## Instruções da tarefa
Como você daria sequência ao texto sobre a responsabilidade da Vale e o ecossocialismo, a partir da última frase apresentada?

## Texto
É necessário exigir reparação imediata das perdas possíveis de serem reparadas, responsabilização imediata da Vale, com a paralisação de seu funcionamento e o congelamento de seus lucros até que se pague por suas irresponsabilidades com o povo trabalhador. Mas é preciso, também, entender os limites desse sistema em garantir qualquer justiça para quaisquer dos afetados, e assumir para nós essa luta.

Ecossocialismo ou barbárie!

É importante caracterizar a destruição do planeta como fruto do sistema capitalista, e portanto, de responsabilidade da classe dominante, mesmo que os esforços dos governos e da mídia sejam, sempre, de nos mandar fechar nossas torneiras, reciclar nossos plásticos, diminuir nossa pegada ecológica, e relegar grandes desastres ambientais à conta da natureza. Não é natural, há responsabilidade e ela está na conta dos capitalistas. A construção de uma saída pra esse sistema, essa, sim, passa pelas nossas mãos.

## Trecho dos dados
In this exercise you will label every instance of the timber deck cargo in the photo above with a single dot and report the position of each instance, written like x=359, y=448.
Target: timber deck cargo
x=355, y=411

## Exercício resolvido
É preciso construir a luta organizada pela sobrevivência do nosso planeta como pauta transversal de todas as lutas dos trabalhadores. De imediato, podemos associar com questões de saúde pública, mas tratar disso é, de fato, tratar da nossa sobrevivência, de quanto valem nossas vidas. O projeto que produz o governo Bolsonaro e seus ataques ao povo trabalhador é o mesmo que produz os desastres de Mariana e de Brumadinho. Uma alternativa ecossocialista é o único caminho!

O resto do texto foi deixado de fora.